_What to work on_
Copy the lines exactly, starting with the line that contains "point: wooden post" and continuing through the end of the records.

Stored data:
- - - - - - -

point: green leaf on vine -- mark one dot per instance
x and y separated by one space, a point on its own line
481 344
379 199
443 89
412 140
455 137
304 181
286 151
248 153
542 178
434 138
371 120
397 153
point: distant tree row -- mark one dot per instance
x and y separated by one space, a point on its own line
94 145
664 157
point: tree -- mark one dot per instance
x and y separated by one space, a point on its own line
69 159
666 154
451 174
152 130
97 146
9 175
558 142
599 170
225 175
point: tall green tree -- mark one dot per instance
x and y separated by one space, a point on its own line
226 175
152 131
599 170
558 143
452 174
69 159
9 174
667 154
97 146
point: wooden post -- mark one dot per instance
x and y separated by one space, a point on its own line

- - - - - - -

_Result_
point: wooden post -- mark one dot per instance
x and y separated by one space, a point on its own line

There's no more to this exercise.